▸ **Short exercise**
All lines below must be repeated exactly, with the pictures omitted.

▸ **Information supplied**
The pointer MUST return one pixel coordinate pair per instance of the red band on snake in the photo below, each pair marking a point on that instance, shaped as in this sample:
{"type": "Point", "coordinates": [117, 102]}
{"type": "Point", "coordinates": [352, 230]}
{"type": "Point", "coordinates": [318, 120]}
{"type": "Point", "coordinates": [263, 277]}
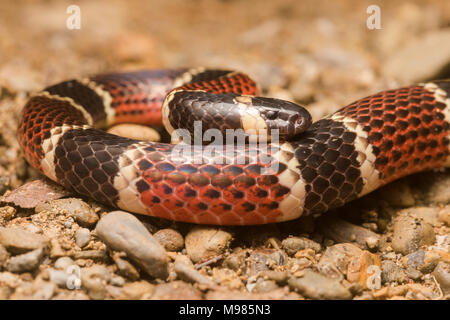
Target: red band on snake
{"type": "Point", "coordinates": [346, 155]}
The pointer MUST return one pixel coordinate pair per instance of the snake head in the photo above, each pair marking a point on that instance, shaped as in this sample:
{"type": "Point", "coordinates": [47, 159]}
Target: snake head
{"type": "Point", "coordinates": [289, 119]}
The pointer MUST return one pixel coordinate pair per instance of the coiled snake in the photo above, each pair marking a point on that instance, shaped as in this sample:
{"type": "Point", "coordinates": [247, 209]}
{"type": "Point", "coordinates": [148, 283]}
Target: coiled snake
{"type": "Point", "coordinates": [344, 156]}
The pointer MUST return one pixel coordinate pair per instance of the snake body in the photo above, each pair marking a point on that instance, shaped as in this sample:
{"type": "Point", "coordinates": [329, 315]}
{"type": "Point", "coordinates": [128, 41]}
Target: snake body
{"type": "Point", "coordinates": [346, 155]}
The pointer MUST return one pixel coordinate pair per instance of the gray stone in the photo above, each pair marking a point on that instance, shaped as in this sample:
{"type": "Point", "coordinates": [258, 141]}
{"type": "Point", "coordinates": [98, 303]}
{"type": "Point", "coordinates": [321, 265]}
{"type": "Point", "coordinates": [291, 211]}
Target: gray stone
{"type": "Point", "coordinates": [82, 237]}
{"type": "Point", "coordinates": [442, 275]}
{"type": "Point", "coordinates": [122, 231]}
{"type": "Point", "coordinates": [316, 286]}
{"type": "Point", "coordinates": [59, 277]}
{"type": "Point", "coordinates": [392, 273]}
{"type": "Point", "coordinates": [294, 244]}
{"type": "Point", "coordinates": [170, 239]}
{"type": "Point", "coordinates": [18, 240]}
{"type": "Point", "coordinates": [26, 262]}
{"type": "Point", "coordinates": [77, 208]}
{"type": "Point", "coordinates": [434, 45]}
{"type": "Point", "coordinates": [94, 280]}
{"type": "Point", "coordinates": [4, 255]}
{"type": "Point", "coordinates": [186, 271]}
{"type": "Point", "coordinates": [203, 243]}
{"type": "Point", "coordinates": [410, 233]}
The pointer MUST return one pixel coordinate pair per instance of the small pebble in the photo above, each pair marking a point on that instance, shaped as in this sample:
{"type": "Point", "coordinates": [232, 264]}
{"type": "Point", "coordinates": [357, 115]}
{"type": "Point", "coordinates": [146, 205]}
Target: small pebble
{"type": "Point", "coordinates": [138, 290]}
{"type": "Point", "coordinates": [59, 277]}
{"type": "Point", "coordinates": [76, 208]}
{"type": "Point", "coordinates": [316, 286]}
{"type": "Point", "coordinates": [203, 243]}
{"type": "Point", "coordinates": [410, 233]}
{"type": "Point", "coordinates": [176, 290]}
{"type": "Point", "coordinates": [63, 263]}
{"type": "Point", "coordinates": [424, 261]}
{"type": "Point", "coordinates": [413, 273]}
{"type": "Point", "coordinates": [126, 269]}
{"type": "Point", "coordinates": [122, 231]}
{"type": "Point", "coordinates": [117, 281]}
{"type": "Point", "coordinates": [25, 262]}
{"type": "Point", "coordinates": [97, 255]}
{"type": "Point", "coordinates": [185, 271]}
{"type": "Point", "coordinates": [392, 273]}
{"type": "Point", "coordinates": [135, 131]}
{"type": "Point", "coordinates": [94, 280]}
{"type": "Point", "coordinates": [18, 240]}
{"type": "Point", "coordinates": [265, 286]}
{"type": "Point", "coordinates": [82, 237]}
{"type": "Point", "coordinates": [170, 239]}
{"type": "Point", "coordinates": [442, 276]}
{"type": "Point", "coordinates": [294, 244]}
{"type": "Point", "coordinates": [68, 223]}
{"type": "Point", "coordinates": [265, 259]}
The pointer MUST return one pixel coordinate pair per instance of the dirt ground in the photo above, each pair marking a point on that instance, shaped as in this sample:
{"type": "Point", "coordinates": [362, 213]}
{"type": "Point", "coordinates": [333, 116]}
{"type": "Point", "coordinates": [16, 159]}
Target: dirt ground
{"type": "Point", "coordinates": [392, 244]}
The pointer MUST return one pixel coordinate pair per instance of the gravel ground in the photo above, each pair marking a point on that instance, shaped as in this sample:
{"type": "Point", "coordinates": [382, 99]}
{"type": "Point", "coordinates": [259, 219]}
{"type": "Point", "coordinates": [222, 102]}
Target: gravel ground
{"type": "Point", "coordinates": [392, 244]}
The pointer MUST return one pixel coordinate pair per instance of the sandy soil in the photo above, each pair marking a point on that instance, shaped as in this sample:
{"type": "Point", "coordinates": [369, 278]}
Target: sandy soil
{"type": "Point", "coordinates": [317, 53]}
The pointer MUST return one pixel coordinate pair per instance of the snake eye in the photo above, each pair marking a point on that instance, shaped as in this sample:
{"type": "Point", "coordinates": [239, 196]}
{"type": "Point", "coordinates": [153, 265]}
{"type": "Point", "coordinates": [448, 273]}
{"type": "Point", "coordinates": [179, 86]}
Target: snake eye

▸ **Exercise answer**
The pointer MUST return one pixel coordinate pair per instance of the red band on snake in the photo below, each pair marking a point on that instance, shaped as in this sample:
{"type": "Point", "coordinates": [117, 102]}
{"type": "Point", "coordinates": [352, 230]}
{"type": "Point", "coordinates": [318, 120]}
{"type": "Point", "coordinates": [263, 277]}
Target: red band on snake
{"type": "Point", "coordinates": [346, 155]}
The pointer MUST return one pixel coordinate pair per instance of the snake head in the photo above, each pair marking a point on that instance, shaped as in this sample:
{"type": "Point", "coordinates": [47, 159]}
Target: snake head
{"type": "Point", "coordinates": [289, 119]}
The pointer MUST return one pixel coordinate pair per instance of the coiled snake in the photo above, each pair marking a point on that instance, shaped as in this sample:
{"type": "Point", "coordinates": [247, 209]}
{"type": "Point", "coordinates": [148, 283]}
Target: coiled snake
{"type": "Point", "coordinates": [344, 156]}
The pointer MUST return one pixel coordinate pair per instance of the snake body in the photo above, each pair marking a point on that instance, shaped as in this sample:
{"type": "Point", "coordinates": [329, 315]}
{"type": "Point", "coordinates": [128, 41]}
Target: snake body
{"type": "Point", "coordinates": [346, 155]}
The pointer MUST return one pixel coordinate pair per instance of the gray stone in the photo above, each pair marking a point on that instance, shaped as in this sample:
{"type": "Point", "coordinates": [258, 141]}
{"type": "Point", "coordinates": [98, 303]}
{"type": "Point", "coordinates": [321, 265]}
{"type": "Point", "coordinates": [291, 211]}
Target: gray stone
{"type": "Point", "coordinates": [82, 237]}
{"type": "Point", "coordinates": [442, 275]}
{"type": "Point", "coordinates": [122, 231]}
{"type": "Point", "coordinates": [316, 286]}
{"type": "Point", "coordinates": [59, 277]}
{"type": "Point", "coordinates": [392, 273]}
{"type": "Point", "coordinates": [294, 244]}
{"type": "Point", "coordinates": [170, 239]}
{"type": "Point", "coordinates": [18, 240]}
{"type": "Point", "coordinates": [26, 262]}
{"type": "Point", "coordinates": [77, 208]}
{"type": "Point", "coordinates": [434, 45]}
{"type": "Point", "coordinates": [94, 280]}
{"type": "Point", "coordinates": [4, 255]}
{"type": "Point", "coordinates": [186, 271]}
{"type": "Point", "coordinates": [203, 243]}
{"type": "Point", "coordinates": [410, 233]}
The pointer MUST return one pixel coordinate pair per instance of the small pebble in the photo above, each pair marking a point on that instance, shaped as in this sample:
{"type": "Point", "coordinates": [232, 264]}
{"type": "Point", "coordinates": [357, 115]}
{"type": "Point", "coordinates": [146, 205]}
Target: small pebble
{"type": "Point", "coordinates": [138, 290]}
{"type": "Point", "coordinates": [59, 277]}
{"type": "Point", "coordinates": [76, 208]}
{"type": "Point", "coordinates": [316, 286]}
{"type": "Point", "coordinates": [203, 243]}
{"type": "Point", "coordinates": [410, 233]}
{"type": "Point", "coordinates": [176, 290]}
{"type": "Point", "coordinates": [63, 263]}
{"type": "Point", "coordinates": [424, 261]}
{"type": "Point", "coordinates": [413, 273]}
{"type": "Point", "coordinates": [126, 269]}
{"type": "Point", "coordinates": [122, 231]}
{"type": "Point", "coordinates": [117, 281]}
{"type": "Point", "coordinates": [25, 262]}
{"type": "Point", "coordinates": [97, 255]}
{"type": "Point", "coordinates": [185, 271]}
{"type": "Point", "coordinates": [392, 273]}
{"type": "Point", "coordinates": [135, 131]}
{"type": "Point", "coordinates": [94, 280]}
{"type": "Point", "coordinates": [18, 240]}
{"type": "Point", "coordinates": [265, 286]}
{"type": "Point", "coordinates": [82, 237]}
{"type": "Point", "coordinates": [170, 239]}
{"type": "Point", "coordinates": [442, 276]}
{"type": "Point", "coordinates": [294, 244]}
{"type": "Point", "coordinates": [68, 223]}
{"type": "Point", "coordinates": [265, 259]}
The pointer MUST return one pixel coordinate pair per instance of the dirt ground in the photo above, each pair marking a point on that instance, shaped as in this sample:
{"type": "Point", "coordinates": [362, 213]}
{"type": "Point", "coordinates": [333, 116]}
{"type": "Point", "coordinates": [16, 159]}
Target: dirt ground
{"type": "Point", "coordinates": [392, 244]}
The pointer MUST return one pixel coordinate pair per instance of the gravel ground in the photo above, each pair marking a point on that instance, shaped as in this sample:
{"type": "Point", "coordinates": [382, 99]}
{"type": "Point", "coordinates": [259, 219]}
{"type": "Point", "coordinates": [222, 102]}
Target: gravel ground
{"type": "Point", "coordinates": [392, 244]}
The pointer MUST return one pixel coordinate pair per instance of the sandy soil in the photo above, each pair marking a point on that instance, shaped as in this sample:
{"type": "Point", "coordinates": [369, 278]}
Target: sandy soil
{"type": "Point", "coordinates": [317, 53]}
The pointer MUST return one pixel coordinate pair per instance of the snake eye in the photo above, each pair marking a point on that instance, shaped as in this sample:
{"type": "Point", "coordinates": [239, 196]}
{"type": "Point", "coordinates": [153, 265]}
{"type": "Point", "coordinates": [448, 273]}
{"type": "Point", "coordinates": [179, 86]}
Target: snake eye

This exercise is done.